What this task involves:
If a line holds the word "bike", copy it from the entries.

BEGIN The input

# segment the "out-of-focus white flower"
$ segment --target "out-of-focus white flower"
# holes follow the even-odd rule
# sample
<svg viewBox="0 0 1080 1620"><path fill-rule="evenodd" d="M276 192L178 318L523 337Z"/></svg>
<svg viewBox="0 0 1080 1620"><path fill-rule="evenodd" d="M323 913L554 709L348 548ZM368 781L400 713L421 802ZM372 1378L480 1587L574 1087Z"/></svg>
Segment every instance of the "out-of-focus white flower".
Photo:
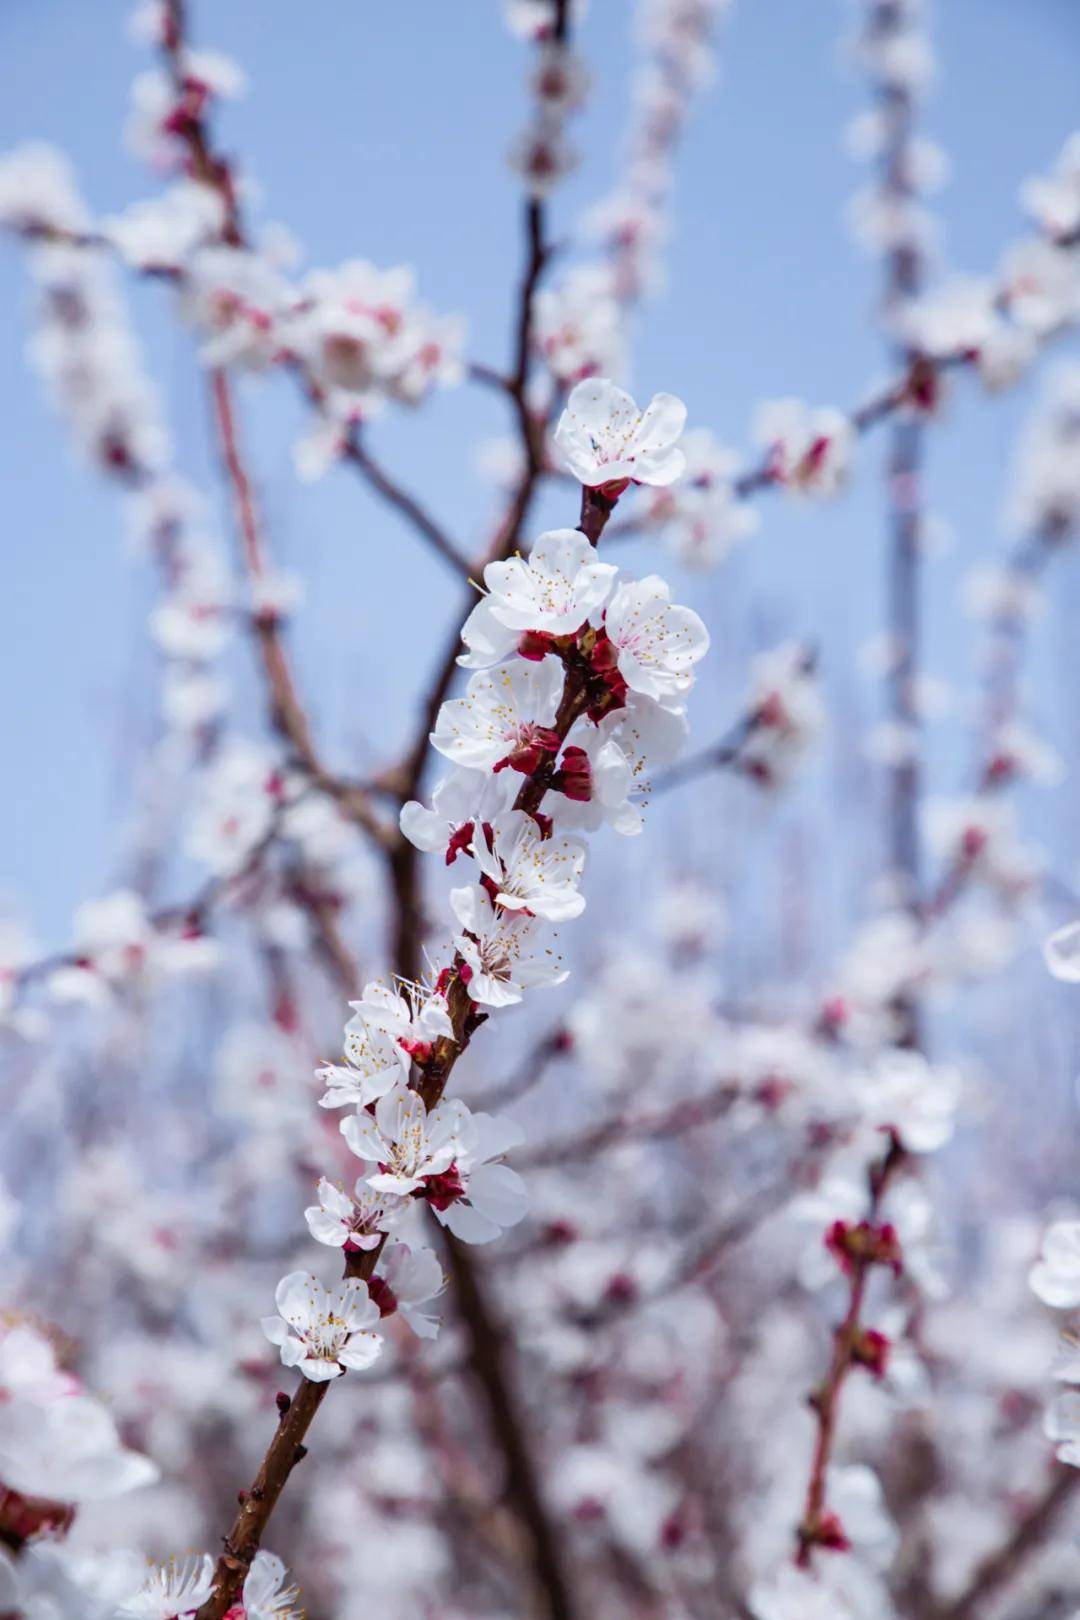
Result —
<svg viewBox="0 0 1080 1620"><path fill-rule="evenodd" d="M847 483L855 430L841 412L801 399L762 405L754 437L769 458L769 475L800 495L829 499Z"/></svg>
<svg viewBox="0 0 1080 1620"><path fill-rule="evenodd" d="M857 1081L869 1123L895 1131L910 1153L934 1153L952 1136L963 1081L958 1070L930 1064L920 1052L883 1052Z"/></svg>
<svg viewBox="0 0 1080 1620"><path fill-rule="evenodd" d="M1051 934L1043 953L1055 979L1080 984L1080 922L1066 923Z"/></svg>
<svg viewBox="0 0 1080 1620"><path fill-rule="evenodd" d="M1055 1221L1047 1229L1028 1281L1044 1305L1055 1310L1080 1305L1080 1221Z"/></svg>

END The input
BEGIN The input

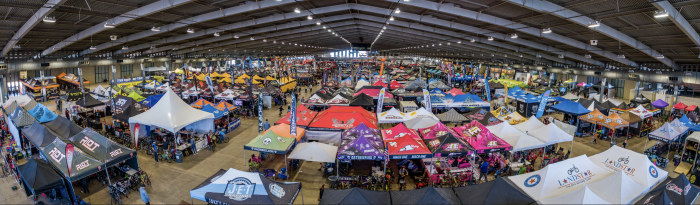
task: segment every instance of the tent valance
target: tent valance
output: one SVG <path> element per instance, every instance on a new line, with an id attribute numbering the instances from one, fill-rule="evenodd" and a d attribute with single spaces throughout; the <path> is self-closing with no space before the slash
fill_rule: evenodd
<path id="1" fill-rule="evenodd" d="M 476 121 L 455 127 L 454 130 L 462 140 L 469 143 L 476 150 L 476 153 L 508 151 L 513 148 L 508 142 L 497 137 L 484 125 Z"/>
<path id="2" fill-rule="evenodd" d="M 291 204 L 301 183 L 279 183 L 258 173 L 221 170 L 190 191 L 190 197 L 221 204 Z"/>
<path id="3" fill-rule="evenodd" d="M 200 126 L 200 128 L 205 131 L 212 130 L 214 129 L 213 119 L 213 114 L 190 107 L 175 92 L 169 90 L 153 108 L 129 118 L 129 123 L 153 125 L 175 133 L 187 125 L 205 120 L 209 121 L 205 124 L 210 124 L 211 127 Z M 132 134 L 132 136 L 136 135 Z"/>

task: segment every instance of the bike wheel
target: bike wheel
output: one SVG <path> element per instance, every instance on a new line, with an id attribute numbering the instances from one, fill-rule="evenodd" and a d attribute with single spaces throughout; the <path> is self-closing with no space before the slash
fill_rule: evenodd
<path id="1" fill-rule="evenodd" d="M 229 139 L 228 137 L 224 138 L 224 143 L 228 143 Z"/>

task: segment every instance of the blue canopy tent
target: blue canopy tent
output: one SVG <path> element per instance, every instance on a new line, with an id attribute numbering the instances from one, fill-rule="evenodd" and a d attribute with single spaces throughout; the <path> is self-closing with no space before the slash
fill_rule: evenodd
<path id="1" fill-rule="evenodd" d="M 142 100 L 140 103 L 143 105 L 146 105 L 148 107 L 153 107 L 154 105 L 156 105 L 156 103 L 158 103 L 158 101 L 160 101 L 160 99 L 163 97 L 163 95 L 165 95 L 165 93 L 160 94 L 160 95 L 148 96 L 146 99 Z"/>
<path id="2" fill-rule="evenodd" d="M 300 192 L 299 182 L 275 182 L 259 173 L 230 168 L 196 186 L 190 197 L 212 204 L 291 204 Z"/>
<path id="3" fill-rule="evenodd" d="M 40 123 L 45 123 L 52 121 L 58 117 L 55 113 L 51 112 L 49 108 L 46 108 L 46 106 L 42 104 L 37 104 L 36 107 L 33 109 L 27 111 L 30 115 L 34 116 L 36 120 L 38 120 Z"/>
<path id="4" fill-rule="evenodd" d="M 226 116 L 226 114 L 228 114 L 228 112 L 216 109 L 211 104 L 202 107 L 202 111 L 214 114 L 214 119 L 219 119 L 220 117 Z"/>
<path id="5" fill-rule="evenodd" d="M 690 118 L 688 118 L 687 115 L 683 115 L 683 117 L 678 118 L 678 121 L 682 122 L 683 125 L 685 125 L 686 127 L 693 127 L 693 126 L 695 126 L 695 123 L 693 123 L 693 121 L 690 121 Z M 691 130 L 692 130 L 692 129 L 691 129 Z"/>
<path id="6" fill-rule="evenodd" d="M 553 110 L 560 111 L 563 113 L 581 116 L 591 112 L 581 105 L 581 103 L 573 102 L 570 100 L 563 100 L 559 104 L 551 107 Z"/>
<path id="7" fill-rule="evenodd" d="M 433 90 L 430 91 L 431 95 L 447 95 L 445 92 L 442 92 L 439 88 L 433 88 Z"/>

END The input

Expected answer:
task: segment every instance of the bike wheel
target: bike wheel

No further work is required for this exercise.